This is an example of what I am trying to accomplish:

int main()
{
    char temp[5] = "begin";
    char temp_list [10];
    temp_list[0] = temp;

    for (int i = 0; i < strlen(temp_list); i++)
    {
        printf("Labels: %s,", temp_list[i]);
    }
}

When I run this program, it prints out gibberish.

Any form of guidance would be very appreciated. Thank you.

Edit:

Thank you for the answers. They are all really helpful. But I have another question... what if I have multiple character arrays that I want to insert to temp_list ? Using strcpy multiple times seem to not work, since I am assuming the function basically replaces the entire content of the temp_list with the string passed with strcpy ?

There are a bunch of misconceptions regarding strings. Your array temp needs to be big enough to also store the null-terminator, so it needs a size of at least 6 in this case:

char temp[6] = "begin"; // 5 chars plus the null terminator

To copy the string, use strcpy :

char temp_list[10];
strcpy(temp_list, temp);

To print it, pass temp_list , not temp_list[i] , also you don't need that loop:

printf("%s\n", temp_list);

The final program could look like this:

int main()

***

■ STATED TASK A
Gather every line of the records that contains the string "wooden" and copy each one out.

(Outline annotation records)
***

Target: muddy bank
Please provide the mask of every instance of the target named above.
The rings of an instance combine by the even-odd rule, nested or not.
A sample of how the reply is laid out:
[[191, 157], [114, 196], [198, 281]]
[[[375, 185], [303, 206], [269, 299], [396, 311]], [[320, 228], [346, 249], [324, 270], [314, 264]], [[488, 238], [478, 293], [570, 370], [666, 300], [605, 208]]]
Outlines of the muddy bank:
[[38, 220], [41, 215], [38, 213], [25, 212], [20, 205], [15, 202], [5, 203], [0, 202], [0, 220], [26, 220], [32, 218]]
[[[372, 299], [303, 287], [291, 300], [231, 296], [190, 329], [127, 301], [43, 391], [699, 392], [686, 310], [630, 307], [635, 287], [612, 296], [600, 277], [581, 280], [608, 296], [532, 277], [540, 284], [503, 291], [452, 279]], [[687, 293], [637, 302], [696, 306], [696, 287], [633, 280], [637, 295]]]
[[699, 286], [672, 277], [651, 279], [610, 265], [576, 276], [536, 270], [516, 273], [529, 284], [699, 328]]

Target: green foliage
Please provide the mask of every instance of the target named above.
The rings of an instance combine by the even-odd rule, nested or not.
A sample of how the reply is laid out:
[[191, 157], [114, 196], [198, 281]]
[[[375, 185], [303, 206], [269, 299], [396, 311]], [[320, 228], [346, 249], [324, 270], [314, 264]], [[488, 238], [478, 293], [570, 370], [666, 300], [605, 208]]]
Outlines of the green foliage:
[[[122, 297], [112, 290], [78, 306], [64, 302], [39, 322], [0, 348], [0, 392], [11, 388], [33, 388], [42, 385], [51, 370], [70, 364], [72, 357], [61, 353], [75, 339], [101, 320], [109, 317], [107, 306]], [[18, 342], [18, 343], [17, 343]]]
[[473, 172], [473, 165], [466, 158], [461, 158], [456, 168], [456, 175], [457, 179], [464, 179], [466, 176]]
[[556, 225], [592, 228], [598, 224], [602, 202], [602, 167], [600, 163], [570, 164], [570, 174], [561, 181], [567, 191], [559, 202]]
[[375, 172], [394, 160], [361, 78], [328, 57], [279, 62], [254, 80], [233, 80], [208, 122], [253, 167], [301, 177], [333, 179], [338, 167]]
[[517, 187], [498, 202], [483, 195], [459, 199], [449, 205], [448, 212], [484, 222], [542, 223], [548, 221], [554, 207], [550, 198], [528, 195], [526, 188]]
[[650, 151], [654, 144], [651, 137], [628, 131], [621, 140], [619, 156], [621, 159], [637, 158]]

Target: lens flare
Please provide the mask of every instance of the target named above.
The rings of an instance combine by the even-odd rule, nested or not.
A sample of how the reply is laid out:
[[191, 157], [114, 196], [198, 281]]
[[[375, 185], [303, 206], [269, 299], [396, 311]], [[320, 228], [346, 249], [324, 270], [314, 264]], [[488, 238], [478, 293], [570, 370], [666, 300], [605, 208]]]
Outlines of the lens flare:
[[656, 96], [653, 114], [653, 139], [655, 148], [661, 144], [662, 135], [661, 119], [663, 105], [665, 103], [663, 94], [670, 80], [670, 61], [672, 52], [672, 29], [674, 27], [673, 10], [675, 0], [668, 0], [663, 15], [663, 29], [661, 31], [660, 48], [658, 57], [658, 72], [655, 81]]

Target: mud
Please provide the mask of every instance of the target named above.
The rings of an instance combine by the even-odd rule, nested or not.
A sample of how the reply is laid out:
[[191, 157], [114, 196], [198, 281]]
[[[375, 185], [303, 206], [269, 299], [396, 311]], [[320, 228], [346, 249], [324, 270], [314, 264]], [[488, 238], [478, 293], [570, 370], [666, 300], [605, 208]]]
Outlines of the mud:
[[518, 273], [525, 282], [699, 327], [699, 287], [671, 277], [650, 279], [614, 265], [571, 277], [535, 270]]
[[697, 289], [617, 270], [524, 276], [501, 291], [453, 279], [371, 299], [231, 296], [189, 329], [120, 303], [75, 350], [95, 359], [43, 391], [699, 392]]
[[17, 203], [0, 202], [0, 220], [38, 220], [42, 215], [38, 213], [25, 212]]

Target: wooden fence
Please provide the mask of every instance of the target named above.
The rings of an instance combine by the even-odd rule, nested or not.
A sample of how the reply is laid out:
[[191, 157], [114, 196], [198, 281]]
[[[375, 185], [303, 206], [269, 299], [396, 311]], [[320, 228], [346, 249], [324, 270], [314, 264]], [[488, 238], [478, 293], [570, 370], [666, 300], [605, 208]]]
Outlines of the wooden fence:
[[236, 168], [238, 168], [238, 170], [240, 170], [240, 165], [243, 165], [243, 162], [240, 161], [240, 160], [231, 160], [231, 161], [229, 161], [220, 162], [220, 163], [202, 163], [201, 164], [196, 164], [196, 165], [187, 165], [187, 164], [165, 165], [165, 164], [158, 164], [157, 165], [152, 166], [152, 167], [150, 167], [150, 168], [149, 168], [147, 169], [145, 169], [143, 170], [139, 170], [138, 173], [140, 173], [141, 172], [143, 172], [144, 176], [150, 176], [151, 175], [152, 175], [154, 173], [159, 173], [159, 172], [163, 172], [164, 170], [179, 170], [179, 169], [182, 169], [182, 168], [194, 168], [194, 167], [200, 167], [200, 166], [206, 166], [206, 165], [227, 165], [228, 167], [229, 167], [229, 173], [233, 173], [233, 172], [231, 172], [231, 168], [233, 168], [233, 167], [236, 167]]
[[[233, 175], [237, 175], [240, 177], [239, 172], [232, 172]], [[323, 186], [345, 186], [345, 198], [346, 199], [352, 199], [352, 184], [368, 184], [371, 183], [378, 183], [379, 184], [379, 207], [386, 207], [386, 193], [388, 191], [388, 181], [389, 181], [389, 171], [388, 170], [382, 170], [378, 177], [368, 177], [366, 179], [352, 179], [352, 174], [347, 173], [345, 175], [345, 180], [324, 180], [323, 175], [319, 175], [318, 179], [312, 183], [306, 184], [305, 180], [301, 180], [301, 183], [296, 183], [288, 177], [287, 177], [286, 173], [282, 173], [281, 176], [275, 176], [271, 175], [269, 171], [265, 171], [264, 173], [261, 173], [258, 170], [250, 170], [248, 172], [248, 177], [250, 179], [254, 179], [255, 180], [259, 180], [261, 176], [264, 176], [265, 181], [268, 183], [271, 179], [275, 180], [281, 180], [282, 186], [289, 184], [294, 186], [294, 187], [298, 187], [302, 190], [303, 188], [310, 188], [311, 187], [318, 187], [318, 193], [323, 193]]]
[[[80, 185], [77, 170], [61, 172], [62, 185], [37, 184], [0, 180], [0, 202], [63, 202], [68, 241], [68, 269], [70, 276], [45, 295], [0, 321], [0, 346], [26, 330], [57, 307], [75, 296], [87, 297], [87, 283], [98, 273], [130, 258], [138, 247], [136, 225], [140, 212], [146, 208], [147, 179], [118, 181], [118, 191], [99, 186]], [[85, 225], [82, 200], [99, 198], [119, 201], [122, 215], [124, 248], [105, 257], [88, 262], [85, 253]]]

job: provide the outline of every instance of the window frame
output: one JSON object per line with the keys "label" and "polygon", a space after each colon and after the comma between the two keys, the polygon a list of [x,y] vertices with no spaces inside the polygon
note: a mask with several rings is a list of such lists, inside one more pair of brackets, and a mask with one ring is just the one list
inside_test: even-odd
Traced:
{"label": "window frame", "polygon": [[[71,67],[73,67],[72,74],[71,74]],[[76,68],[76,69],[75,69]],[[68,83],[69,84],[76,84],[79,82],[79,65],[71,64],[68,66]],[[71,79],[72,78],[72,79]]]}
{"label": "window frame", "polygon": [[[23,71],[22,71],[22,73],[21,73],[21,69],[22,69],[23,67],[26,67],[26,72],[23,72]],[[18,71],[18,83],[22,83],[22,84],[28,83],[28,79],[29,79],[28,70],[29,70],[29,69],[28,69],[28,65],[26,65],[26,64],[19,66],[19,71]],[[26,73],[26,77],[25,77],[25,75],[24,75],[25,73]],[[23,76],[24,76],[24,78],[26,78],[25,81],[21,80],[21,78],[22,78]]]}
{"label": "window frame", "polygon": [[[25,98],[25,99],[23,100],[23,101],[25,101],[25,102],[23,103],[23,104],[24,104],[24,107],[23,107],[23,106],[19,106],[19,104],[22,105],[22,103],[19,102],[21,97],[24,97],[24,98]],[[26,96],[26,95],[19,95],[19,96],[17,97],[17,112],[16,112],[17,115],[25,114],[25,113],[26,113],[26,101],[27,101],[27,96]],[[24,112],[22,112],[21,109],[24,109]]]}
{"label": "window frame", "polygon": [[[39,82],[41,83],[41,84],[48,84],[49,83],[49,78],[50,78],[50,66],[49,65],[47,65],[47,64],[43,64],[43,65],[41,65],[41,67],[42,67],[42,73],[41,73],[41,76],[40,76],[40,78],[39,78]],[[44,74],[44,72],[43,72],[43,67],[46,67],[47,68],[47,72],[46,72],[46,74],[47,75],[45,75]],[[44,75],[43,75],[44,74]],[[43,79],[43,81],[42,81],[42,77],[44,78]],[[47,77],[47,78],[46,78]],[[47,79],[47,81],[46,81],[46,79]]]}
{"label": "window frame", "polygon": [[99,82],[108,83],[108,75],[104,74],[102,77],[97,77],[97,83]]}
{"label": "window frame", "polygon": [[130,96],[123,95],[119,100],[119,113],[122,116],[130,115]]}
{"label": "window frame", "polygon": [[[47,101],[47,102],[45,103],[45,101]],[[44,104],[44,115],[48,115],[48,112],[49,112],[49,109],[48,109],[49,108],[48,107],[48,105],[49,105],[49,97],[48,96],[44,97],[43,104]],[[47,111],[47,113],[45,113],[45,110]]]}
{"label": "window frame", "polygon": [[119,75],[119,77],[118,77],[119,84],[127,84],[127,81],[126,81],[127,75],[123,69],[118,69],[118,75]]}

***

■ STATED TASK B
List every C standard library function that the code in the C string text calls.

■ FINISHED ANSWER A
Target: wooden fence
Outlines of the wooden fence:

■ FINISHED ANSWER B
- strlen
- printf
- strcpy